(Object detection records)
_____

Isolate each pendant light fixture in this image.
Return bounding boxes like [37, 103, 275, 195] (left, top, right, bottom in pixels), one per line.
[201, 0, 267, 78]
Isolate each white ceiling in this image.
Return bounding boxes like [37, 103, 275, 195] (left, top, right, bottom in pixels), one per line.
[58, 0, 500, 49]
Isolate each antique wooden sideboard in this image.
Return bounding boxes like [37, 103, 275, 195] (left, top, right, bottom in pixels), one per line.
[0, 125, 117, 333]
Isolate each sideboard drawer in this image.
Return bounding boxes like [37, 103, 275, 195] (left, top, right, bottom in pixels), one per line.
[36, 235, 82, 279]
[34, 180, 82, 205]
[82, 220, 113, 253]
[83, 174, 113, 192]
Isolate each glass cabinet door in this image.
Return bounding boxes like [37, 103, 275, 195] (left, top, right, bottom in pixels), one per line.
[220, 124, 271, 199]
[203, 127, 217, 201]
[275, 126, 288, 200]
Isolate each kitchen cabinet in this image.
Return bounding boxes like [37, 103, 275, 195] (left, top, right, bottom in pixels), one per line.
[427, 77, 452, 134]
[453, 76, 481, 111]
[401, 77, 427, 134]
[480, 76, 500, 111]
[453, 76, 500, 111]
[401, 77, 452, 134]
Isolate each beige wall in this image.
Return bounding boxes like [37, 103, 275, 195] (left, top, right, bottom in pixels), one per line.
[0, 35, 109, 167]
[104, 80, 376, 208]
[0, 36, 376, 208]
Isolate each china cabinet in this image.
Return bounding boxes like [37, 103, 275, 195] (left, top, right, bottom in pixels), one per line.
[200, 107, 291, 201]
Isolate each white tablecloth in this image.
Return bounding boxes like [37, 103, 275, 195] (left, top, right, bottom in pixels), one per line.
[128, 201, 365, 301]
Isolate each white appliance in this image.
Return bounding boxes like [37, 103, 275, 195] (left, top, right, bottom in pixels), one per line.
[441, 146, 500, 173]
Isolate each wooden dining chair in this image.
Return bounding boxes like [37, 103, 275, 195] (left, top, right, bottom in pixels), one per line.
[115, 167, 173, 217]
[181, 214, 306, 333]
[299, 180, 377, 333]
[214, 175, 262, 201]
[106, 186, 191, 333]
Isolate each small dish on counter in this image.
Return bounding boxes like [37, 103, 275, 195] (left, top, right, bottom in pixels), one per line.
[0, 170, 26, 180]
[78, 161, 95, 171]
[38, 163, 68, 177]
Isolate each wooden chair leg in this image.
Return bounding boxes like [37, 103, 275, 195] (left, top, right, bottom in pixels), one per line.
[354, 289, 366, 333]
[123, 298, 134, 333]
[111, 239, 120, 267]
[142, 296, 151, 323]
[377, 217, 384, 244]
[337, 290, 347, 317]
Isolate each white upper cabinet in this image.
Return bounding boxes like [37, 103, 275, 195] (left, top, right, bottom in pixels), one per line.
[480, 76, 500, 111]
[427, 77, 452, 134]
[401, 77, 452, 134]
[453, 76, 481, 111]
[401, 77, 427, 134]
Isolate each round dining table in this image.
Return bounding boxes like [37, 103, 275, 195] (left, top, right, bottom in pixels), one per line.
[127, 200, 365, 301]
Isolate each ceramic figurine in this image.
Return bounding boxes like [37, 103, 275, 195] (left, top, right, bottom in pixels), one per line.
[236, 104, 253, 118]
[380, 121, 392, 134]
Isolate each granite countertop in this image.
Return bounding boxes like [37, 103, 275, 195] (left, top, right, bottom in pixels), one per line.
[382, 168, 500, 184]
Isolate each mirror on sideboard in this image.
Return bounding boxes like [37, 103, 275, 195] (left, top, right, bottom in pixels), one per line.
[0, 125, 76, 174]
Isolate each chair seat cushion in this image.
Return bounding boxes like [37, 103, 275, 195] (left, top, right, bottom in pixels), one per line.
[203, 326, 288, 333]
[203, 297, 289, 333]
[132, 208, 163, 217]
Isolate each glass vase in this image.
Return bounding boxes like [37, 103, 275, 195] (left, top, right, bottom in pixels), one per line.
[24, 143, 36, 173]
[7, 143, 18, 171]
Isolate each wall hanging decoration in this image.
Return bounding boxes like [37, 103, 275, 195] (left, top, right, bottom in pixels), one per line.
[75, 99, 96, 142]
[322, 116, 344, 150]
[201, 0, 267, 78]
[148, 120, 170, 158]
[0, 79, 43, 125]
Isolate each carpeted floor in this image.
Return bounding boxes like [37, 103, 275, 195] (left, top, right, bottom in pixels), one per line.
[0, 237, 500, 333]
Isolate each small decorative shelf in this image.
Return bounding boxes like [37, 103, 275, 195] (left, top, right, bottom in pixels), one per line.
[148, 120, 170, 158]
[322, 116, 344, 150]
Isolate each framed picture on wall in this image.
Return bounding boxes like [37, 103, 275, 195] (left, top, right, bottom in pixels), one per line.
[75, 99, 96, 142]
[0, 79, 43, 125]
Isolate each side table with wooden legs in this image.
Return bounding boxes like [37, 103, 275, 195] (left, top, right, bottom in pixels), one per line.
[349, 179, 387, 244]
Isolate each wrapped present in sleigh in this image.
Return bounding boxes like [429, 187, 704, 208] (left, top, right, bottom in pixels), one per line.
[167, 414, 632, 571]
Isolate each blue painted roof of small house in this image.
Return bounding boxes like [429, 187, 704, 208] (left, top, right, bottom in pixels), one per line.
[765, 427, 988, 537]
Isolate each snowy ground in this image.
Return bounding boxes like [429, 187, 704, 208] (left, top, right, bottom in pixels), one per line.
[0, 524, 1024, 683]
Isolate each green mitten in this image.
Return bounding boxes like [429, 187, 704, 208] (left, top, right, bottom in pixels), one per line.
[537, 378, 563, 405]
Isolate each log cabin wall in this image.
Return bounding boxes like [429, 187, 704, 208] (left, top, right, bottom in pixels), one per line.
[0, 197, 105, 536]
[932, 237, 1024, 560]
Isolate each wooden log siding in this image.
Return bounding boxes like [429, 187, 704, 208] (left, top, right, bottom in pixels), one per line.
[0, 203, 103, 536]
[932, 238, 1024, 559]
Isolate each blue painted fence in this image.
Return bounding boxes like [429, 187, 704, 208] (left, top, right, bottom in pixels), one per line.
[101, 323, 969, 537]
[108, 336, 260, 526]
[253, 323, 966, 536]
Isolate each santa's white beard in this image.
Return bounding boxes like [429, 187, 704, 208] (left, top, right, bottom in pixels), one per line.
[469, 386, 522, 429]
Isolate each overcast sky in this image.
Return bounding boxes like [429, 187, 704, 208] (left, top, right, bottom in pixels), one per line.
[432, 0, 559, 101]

_____

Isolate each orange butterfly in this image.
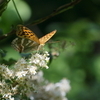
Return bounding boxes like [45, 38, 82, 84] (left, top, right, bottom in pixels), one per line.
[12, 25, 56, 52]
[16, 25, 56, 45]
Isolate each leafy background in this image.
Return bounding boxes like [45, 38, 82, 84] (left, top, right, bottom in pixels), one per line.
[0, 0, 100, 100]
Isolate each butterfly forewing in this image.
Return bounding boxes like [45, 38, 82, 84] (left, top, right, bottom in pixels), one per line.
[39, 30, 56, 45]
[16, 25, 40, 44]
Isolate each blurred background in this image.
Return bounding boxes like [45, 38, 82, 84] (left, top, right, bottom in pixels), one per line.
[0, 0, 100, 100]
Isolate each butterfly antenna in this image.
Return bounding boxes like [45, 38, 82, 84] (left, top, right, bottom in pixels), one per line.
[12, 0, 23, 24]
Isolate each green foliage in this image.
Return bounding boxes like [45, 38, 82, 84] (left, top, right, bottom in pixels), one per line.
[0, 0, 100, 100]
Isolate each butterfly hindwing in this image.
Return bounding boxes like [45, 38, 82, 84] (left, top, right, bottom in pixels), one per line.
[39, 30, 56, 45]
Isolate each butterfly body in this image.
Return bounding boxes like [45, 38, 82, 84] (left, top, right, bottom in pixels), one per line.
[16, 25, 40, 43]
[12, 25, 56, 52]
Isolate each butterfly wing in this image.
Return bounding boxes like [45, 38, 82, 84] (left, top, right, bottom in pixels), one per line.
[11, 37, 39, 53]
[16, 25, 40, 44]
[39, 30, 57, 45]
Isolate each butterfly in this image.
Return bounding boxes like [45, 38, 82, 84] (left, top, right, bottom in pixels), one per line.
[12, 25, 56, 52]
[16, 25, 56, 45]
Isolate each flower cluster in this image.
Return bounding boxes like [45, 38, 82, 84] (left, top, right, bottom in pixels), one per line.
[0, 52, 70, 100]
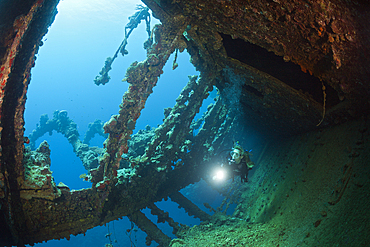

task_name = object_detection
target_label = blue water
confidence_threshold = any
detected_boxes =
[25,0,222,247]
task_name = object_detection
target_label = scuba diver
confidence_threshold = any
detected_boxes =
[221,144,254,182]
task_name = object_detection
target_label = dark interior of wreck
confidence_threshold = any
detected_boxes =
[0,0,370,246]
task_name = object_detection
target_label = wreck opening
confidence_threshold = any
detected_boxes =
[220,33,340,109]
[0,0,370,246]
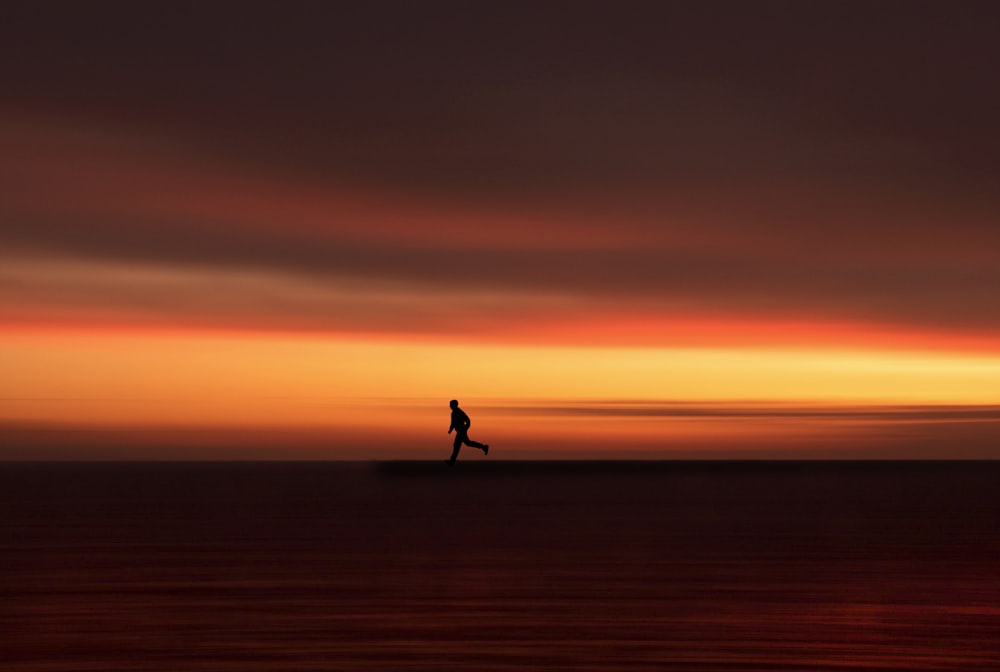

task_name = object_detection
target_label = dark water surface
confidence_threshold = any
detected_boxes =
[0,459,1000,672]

_____

### Problem to solve
Format as a JSON list of strings the lines running from the line that contains "Isolate each wooden chair leg in this image." through the line that contains "[337, 290, 347, 317]", one string per line and with blank lines left out.

### Complete response
[
  "Isolate each wooden chair leg in this image.",
  "Return bounding boxes like [37, 103, 275, 195] (left, top, right, bottom in pixels), one per line.",
  "[354, 289, 366, 333]",
  "[123, 298, 134, 333]",
  "[111, 239, 120, 267]",
  "[142, 296, 151, 323]",
  "[377, 217, 384, 244]",
  "[337, 290, 347, 317]"
]